/---
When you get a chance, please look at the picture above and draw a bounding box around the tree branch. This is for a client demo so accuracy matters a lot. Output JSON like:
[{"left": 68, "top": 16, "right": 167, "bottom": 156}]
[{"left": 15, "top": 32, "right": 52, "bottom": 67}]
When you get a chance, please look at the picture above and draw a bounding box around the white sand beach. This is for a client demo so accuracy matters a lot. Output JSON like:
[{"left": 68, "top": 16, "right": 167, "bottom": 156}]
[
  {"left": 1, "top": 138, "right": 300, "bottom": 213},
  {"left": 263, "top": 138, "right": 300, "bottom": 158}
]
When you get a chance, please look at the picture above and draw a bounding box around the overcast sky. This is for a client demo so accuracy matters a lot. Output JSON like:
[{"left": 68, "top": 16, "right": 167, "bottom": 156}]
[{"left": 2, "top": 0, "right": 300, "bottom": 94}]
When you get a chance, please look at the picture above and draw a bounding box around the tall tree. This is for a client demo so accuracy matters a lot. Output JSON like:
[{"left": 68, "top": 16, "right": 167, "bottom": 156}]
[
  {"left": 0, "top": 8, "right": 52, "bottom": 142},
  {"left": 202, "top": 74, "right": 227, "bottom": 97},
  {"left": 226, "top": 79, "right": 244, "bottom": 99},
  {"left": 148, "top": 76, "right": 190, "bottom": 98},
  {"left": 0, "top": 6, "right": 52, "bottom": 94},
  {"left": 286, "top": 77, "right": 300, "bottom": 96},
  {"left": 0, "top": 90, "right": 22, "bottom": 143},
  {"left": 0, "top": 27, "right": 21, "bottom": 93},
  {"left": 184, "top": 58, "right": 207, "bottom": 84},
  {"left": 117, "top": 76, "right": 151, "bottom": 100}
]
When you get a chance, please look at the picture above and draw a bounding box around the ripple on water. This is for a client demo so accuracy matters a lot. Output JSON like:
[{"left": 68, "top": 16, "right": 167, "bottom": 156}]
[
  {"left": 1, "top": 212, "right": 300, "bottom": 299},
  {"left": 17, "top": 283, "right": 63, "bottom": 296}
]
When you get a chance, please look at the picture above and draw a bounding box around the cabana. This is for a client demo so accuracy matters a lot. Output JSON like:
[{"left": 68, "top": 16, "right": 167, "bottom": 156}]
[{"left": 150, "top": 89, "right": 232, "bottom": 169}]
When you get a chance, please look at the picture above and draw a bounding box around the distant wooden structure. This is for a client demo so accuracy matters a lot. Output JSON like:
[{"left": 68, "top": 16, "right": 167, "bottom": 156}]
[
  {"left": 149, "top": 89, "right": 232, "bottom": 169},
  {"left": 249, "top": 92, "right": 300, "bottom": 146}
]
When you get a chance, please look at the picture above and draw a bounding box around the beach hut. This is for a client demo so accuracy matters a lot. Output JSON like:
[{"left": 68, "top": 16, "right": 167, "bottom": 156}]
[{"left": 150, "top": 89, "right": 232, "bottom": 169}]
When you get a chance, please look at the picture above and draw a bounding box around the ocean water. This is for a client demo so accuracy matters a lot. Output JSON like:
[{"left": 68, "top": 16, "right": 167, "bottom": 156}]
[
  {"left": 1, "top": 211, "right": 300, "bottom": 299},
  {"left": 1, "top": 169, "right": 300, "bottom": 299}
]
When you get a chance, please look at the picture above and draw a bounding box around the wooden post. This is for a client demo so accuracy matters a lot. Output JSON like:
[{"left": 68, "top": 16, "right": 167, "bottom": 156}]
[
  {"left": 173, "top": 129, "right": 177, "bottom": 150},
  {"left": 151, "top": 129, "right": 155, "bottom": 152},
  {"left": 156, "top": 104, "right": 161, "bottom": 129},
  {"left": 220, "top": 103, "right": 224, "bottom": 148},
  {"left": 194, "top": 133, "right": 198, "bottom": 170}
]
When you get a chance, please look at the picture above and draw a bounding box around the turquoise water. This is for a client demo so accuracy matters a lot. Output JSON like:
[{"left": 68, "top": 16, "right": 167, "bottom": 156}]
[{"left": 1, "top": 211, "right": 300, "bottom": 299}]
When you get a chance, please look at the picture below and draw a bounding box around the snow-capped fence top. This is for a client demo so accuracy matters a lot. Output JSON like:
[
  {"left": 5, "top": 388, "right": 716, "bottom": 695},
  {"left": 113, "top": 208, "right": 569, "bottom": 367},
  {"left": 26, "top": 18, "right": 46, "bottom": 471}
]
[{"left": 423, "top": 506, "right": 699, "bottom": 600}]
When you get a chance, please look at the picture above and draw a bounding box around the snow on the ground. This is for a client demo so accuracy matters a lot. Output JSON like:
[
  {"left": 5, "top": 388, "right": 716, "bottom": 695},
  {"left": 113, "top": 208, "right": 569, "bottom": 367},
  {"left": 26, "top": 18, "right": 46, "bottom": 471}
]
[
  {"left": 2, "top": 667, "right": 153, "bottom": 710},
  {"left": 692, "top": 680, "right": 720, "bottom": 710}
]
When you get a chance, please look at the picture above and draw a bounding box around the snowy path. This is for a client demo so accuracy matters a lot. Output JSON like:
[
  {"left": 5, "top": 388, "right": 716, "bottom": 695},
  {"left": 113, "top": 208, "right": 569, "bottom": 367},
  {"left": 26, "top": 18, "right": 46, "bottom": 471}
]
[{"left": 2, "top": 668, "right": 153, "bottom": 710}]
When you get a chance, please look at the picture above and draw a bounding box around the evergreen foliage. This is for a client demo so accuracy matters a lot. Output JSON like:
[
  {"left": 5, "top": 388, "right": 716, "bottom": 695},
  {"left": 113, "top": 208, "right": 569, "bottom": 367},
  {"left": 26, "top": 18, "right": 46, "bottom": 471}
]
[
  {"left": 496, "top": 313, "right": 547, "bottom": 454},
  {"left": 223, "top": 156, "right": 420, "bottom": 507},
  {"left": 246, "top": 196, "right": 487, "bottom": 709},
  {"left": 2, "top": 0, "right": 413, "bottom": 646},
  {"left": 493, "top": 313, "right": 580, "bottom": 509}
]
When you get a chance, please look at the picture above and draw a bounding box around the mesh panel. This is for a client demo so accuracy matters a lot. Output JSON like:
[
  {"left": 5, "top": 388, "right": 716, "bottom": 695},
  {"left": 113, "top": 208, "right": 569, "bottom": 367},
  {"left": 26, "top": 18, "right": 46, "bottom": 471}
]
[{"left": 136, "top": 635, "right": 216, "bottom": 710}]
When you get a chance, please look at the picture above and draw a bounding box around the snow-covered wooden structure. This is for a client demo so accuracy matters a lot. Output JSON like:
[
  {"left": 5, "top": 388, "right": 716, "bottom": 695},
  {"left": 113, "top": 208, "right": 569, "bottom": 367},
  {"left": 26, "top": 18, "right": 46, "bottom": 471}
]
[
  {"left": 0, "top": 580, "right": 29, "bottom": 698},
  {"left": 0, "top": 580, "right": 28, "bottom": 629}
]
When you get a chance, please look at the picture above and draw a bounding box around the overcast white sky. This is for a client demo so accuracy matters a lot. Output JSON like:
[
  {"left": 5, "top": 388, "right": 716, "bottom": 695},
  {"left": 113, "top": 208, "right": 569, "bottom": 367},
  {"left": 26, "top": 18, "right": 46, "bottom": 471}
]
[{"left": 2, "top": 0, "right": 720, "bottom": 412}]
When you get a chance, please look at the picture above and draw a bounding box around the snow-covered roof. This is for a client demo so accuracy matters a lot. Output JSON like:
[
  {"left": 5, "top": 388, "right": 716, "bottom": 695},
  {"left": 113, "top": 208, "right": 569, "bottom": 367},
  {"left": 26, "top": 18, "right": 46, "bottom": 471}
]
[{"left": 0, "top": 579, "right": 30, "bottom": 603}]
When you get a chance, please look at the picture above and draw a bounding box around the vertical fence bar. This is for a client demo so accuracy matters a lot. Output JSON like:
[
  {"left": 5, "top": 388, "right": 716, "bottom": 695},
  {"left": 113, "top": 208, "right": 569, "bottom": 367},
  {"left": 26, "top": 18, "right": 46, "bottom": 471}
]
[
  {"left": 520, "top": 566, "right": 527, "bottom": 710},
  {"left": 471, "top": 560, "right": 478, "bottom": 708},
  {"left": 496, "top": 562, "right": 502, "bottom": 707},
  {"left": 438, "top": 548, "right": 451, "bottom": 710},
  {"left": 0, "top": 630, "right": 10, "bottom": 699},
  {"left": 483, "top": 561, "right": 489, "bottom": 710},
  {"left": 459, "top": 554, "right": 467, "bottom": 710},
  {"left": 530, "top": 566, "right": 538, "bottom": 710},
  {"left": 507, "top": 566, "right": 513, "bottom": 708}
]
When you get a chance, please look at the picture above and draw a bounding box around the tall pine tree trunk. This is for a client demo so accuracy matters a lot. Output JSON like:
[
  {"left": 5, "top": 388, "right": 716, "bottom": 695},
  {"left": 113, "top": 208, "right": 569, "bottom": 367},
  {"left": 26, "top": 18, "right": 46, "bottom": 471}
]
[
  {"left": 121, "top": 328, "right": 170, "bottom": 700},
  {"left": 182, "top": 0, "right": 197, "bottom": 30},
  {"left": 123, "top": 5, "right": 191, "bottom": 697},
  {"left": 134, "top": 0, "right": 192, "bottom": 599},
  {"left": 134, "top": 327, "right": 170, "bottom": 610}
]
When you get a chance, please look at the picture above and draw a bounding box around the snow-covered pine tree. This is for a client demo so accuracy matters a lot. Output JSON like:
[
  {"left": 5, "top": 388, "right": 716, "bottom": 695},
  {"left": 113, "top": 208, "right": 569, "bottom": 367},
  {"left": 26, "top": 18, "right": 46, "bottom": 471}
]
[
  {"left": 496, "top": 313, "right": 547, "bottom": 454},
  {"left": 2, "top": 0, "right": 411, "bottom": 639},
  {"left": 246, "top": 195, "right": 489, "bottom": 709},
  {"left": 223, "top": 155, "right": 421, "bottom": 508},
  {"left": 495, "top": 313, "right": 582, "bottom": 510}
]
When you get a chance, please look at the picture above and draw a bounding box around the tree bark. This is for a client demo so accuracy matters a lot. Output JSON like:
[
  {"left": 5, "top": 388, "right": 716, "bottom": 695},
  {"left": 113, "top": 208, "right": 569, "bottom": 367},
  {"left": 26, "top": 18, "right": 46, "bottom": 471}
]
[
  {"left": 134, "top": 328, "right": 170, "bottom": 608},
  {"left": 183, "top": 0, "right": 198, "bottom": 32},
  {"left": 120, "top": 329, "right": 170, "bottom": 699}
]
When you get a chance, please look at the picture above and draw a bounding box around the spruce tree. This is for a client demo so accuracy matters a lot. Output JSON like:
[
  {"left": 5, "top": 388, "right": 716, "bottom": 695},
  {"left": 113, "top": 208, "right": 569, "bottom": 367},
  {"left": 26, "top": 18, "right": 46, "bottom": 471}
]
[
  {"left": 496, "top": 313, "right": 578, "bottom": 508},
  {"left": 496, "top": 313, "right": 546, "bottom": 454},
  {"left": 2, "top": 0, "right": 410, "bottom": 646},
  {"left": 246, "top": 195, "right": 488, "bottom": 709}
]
\---
What to produce ::
Retype every line of the listing, word for word, from its opening line to the line that holds "the tall tree.", and include that last line too.

Your solution ::
When you get a chance, please look at the picture above and draw a bounding box around the tree branch. This is for a client demo so accuracy matters a lot. Output JSON like:
[{"left": 68, "top": 16, "right": 167, "bottom": 156}]
[{"left": 15, "top": 32, "right": 52, "bottom": 67}]
When you get a chance, please look at the picture above and draw a bounding box around the white sand beach. This is for a client demo so accuracy matters a lot. Output JSON like:
[{"left": 68, "top": 16, "right": 167, "bottom": 156}]
[
  {"left": 1, "top": 138, "right": 300, "bottom": 213},
  {"left": 263, "top": 138, "right": 300, "bottom": 158}
]
When you get a chance, please look at the picture above and draw a bounding box around the overcast sky. This is for a client demo so accuracy matters a lot. Output JSON like:
[{"left": 68, "top": 16, "right": 167, "bottom": 156}]
[{"left": 2, "top": 0, "right": 300, "bottom": 94}]
When you get a chance, please look at the picture above and draw a bounding box around the tall tree. This is for a client demo so accuracy matters a lot. Output JSON like:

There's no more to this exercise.